DATA EXCERPTS
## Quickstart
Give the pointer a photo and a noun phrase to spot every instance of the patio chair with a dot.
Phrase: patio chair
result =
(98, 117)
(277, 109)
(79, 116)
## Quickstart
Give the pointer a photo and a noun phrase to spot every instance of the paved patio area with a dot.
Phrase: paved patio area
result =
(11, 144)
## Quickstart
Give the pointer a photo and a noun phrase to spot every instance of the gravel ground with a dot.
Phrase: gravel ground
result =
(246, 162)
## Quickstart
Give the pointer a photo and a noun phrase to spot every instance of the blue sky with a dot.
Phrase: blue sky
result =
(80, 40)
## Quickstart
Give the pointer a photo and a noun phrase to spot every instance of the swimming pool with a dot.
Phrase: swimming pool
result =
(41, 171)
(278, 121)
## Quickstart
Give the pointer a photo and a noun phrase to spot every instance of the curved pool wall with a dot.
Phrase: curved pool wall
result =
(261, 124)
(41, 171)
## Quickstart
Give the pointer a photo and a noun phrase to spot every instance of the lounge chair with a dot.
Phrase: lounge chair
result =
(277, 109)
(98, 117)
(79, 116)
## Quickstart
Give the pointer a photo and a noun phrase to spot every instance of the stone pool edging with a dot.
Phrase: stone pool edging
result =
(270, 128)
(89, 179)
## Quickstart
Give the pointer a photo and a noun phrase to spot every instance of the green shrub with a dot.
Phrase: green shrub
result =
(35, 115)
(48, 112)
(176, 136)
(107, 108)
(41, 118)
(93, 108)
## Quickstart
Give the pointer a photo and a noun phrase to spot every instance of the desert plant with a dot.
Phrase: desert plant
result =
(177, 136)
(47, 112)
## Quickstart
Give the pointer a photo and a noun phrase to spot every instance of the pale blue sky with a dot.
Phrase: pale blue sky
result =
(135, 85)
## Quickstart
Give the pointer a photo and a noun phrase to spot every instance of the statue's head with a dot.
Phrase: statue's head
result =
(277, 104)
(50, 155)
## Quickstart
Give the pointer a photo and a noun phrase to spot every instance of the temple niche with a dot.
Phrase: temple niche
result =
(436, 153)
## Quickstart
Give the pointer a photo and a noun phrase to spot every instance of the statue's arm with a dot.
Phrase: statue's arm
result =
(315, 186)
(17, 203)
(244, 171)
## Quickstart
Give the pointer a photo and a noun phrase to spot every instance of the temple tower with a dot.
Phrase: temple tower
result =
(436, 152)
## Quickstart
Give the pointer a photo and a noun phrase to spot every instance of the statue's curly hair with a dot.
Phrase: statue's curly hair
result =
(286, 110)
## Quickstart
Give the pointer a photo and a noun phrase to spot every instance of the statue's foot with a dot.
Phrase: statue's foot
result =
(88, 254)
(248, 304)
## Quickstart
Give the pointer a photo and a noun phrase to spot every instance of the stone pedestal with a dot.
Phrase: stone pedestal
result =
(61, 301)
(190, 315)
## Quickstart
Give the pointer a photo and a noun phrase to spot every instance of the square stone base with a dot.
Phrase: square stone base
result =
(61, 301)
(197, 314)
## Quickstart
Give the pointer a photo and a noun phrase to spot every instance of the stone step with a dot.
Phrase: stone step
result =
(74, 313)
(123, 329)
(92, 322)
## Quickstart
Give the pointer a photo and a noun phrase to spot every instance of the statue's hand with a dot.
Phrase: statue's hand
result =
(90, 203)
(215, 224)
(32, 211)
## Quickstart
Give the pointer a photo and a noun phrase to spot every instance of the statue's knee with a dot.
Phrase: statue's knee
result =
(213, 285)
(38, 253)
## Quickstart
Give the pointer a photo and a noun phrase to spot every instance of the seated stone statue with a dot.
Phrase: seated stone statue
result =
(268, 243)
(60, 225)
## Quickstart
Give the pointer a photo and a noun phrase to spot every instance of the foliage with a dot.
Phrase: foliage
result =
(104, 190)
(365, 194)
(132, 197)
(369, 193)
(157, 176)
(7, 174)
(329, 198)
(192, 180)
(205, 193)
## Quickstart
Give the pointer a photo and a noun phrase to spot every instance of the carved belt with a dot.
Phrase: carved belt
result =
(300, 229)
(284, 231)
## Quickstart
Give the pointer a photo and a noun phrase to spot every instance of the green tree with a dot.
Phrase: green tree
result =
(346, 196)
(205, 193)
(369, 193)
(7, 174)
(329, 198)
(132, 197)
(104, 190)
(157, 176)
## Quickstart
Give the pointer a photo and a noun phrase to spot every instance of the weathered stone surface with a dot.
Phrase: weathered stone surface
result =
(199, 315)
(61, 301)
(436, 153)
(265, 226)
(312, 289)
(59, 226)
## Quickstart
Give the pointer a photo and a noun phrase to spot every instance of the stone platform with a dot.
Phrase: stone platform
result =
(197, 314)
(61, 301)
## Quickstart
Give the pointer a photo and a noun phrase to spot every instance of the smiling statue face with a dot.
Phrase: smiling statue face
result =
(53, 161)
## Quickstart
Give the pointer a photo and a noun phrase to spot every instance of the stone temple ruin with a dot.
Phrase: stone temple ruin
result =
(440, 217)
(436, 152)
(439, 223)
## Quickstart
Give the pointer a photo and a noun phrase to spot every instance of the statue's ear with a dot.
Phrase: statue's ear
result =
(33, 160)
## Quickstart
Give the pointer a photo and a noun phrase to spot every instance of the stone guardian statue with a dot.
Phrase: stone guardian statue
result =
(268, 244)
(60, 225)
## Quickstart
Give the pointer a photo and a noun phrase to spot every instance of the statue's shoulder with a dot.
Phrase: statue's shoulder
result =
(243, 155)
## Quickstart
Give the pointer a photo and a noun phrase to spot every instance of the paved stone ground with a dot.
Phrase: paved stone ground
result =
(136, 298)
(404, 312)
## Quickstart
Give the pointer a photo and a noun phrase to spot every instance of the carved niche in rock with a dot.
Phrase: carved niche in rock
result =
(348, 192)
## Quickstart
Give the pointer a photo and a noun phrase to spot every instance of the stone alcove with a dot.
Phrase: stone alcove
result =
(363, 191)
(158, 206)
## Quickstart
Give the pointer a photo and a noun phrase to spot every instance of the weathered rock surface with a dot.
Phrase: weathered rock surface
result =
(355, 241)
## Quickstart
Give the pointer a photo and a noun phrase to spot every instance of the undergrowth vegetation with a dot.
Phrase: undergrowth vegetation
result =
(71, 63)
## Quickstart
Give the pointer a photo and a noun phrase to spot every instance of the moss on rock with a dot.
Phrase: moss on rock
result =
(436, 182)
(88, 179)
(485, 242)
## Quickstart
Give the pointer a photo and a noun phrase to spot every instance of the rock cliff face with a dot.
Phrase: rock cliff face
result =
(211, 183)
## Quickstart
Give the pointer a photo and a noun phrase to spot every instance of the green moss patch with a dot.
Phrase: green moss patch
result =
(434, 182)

EXERCISE AIM
Retype only this portion of the data above: the line containing "shoulder with a dot.", the line containing "Phrase: paved stone ground", and all lines between them, exactly.

PROBLEM SOLUTION
Give the pointer a photo and a noun phrase to spot every instance of the statue's shoulder with a dot.
Phrase: statue's shoulder
result =
(243, 155)
## Quickstart
Give the pointer a photo and a noun phrase to spot every instance of the paved stone ground with a dot.
Phrase: paved stone ground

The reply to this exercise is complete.